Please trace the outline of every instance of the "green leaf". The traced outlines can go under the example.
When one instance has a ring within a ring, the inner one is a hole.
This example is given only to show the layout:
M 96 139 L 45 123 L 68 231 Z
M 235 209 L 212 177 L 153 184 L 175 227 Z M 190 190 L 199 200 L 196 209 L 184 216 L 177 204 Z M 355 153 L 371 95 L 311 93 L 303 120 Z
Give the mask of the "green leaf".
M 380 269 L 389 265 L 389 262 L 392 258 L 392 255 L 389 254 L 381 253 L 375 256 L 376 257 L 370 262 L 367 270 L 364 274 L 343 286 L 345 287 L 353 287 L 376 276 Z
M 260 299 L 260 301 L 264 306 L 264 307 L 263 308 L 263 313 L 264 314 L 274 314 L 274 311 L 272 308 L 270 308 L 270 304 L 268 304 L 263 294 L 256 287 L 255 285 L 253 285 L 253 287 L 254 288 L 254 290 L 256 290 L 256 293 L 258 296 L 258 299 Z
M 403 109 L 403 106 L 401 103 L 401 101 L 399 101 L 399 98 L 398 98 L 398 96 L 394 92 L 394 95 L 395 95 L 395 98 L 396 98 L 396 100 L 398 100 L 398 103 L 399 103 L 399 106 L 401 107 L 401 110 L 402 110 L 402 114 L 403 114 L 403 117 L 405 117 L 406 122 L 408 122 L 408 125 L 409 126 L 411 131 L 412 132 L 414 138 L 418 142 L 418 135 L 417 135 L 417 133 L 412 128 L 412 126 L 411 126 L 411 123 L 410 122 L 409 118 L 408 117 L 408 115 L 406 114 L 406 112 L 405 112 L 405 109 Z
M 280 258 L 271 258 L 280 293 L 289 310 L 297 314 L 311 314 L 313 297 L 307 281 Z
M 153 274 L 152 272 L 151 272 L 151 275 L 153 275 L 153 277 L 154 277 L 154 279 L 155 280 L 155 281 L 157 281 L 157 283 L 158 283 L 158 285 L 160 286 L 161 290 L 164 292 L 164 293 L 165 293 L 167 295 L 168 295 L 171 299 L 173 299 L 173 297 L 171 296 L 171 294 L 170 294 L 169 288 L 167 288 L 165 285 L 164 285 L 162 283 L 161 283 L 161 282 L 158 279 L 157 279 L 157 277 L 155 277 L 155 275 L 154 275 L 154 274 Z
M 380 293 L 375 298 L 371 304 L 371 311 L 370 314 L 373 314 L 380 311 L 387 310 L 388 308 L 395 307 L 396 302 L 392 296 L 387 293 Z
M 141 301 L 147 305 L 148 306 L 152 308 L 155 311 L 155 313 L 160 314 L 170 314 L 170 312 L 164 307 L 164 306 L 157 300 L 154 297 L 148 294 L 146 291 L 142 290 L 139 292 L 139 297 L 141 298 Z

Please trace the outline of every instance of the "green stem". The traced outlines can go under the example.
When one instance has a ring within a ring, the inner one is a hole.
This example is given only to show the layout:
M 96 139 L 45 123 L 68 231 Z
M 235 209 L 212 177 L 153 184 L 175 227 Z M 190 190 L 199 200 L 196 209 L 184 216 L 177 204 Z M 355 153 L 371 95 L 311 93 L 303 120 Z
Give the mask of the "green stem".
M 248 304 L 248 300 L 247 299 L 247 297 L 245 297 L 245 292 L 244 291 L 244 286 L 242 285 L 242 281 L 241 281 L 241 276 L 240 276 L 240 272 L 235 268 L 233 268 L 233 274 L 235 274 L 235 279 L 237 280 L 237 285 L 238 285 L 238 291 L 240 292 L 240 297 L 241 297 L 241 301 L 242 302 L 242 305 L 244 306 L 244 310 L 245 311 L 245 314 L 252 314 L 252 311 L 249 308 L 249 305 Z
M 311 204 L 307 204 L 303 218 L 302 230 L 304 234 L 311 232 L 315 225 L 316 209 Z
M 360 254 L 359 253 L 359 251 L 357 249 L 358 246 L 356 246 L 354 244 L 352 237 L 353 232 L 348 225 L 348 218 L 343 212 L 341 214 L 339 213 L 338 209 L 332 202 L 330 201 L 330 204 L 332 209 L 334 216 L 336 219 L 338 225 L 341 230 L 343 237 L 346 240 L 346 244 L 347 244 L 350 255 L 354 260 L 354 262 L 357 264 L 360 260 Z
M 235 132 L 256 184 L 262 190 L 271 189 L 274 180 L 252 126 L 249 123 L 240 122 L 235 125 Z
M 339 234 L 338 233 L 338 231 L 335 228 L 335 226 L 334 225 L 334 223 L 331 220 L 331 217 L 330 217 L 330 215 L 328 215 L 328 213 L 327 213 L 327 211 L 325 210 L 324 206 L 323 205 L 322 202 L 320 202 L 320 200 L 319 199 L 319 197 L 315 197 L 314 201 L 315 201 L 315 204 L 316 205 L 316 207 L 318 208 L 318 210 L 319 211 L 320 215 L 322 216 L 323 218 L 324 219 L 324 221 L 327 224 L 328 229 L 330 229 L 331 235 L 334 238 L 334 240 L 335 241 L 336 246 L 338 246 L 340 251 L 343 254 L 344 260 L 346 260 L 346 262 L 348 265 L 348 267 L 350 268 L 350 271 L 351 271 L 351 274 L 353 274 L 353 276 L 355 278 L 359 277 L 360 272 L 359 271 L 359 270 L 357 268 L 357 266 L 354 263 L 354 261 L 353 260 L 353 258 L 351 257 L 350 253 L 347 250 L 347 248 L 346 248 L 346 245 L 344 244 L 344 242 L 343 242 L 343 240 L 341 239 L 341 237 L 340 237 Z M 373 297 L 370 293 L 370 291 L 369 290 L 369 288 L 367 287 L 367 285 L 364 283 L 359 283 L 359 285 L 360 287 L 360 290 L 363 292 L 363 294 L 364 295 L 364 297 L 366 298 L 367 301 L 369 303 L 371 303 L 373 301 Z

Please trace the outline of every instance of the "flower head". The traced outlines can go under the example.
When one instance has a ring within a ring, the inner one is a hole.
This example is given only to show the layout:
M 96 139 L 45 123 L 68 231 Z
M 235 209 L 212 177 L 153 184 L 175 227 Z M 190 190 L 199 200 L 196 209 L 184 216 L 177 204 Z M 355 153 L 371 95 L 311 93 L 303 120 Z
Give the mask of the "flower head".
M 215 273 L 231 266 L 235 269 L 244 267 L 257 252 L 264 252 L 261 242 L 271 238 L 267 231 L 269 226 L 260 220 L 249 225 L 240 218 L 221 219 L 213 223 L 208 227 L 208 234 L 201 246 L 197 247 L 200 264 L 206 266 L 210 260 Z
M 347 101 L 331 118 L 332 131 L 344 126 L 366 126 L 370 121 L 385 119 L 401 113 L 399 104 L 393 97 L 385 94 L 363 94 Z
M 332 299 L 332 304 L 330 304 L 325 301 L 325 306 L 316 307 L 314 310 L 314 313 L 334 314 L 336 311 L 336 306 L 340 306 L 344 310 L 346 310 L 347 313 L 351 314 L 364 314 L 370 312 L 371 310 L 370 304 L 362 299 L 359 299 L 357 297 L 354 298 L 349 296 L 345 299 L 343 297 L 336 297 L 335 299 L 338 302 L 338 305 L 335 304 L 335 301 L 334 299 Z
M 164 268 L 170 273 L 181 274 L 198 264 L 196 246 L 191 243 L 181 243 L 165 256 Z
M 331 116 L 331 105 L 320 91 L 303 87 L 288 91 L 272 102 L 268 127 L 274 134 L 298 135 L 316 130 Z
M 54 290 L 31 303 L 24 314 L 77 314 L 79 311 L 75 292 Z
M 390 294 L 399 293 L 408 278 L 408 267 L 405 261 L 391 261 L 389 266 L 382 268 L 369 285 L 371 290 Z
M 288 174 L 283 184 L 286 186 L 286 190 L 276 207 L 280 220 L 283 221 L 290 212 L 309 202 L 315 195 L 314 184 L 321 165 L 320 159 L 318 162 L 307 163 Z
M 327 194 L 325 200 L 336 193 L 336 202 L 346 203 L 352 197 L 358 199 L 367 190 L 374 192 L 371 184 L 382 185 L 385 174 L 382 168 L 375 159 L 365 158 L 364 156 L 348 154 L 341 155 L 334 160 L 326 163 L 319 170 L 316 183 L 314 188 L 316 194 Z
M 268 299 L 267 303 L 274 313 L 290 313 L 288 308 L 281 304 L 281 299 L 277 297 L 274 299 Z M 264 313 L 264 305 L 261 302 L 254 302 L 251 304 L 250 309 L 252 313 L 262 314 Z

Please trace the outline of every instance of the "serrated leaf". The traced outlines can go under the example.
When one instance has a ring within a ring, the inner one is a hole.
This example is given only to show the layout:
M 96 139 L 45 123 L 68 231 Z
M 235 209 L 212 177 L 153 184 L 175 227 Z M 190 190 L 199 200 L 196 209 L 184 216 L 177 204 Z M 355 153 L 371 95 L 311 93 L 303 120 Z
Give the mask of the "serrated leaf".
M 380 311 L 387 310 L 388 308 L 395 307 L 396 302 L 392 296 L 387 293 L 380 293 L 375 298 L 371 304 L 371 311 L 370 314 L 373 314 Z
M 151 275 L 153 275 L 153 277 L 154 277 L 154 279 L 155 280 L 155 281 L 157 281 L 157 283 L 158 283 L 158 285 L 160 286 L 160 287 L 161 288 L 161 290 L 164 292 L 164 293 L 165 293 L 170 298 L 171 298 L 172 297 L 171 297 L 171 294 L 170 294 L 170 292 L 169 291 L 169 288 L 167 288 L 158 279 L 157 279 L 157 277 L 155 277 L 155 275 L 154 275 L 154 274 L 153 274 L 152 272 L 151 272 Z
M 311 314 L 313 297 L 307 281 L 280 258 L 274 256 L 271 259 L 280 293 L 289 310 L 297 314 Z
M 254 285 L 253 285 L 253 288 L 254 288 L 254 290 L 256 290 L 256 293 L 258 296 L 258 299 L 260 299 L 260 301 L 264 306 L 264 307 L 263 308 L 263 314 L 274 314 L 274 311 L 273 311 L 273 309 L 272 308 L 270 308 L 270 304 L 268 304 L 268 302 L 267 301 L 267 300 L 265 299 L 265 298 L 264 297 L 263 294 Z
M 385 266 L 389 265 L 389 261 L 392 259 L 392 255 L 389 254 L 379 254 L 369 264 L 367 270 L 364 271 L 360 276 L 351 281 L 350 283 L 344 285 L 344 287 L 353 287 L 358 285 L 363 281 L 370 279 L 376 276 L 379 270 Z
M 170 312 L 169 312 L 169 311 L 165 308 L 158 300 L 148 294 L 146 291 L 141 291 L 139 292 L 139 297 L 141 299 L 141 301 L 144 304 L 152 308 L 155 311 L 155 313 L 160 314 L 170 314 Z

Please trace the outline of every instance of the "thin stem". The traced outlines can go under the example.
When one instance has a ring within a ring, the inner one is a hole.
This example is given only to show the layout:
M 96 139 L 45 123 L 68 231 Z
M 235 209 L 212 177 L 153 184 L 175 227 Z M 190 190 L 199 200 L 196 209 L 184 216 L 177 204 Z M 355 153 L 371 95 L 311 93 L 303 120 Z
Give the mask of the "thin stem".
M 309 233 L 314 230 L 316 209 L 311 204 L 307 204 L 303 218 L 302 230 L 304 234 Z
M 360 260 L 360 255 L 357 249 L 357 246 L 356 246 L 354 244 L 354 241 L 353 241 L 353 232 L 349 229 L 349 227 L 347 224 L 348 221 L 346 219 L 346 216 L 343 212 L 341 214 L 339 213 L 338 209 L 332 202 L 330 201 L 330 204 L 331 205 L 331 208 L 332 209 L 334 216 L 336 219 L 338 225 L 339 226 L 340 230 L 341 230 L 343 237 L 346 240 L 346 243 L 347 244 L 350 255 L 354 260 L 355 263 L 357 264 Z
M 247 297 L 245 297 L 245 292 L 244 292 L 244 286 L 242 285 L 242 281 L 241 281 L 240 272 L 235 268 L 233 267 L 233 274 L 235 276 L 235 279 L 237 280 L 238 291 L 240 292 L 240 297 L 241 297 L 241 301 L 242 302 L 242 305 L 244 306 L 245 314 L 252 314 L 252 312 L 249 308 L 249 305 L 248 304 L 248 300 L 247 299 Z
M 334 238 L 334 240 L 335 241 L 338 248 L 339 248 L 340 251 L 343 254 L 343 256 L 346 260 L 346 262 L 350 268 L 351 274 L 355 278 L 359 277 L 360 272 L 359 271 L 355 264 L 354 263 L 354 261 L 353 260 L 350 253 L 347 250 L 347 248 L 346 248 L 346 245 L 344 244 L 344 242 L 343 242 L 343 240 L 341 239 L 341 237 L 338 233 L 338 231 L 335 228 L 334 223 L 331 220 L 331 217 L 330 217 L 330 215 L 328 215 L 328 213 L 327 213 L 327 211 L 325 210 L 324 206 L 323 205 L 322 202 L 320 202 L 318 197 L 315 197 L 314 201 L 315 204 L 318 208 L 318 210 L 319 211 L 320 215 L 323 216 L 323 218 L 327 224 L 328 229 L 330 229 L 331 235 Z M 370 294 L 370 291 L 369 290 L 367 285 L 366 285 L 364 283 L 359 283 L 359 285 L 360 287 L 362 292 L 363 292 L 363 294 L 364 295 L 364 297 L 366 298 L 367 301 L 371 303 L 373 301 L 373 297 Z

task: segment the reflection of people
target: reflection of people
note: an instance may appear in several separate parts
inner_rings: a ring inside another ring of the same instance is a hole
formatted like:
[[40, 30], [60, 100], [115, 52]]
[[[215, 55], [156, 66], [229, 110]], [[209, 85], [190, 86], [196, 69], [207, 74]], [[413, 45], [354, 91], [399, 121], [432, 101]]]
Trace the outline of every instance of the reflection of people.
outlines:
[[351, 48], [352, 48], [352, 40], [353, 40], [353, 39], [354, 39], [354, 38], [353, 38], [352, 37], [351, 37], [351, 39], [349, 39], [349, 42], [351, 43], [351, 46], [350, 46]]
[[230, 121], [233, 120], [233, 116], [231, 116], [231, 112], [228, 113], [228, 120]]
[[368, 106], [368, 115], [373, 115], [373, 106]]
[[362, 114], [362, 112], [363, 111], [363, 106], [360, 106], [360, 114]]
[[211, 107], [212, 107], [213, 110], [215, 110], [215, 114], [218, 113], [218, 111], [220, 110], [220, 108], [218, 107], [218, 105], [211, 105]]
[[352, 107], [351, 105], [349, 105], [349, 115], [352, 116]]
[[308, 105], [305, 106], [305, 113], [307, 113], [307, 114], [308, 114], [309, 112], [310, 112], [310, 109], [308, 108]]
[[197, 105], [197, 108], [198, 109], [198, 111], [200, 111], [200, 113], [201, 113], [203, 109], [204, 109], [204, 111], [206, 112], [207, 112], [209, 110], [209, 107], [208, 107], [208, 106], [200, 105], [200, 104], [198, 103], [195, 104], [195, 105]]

******************************

How many lines of the listing contain the string "leaf"? Case matters, so reply with the number alone.

EXPECTED ANSWER
4